### THE EXERCISE
In the numpy reshape thread below, which entries make up the two shape tuples in its final line of code?

>> start GIVEN TEXT

Not exactly sure if this should be a bug or not. This came up in a fairly general function of mine to process satellite data. Unexpectedly, one of the satellite files had no scans in it, triggering an exception when I tried to reshape the data from it.
So, if I know all of the dimensions, I can reshape just fine. But if I wanted to use the nifty -1 semantic, it completely falls apart. I can see arguments going either way for whether this is a bug or not. Thoughts? Ben Root

On Di, 2016-02-23 at 11:45 -0500, Benjamin Root wrote:
I think if there is a simple logic (like using 1 for all zeros in both input and output shape for the -1 calculation), maybe we could do it. I would like someone to think about it carefully that it would not also allow some unexpected generalizations. And at least I am getting a BrainOutOfResourcesError right now trying to figure that out :). - Sebastian

I'd be more than happy to write up the patch. I don't think it would be quite like make zeros be ones, but it would be along those lines. One case I need to wrap my head around is to make sure that a 0 would happen if the following was true:
a = np.ones((0, 5*64)) a.shape = (-1, 5, 64)

>> end GIVEN TEXT
>> start DATA LINES

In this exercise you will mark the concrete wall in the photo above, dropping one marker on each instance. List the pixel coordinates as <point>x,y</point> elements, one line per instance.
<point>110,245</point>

>> end DATA LINES

### WRITTEN RESPONSE
0, 5*64, -1, 5, 64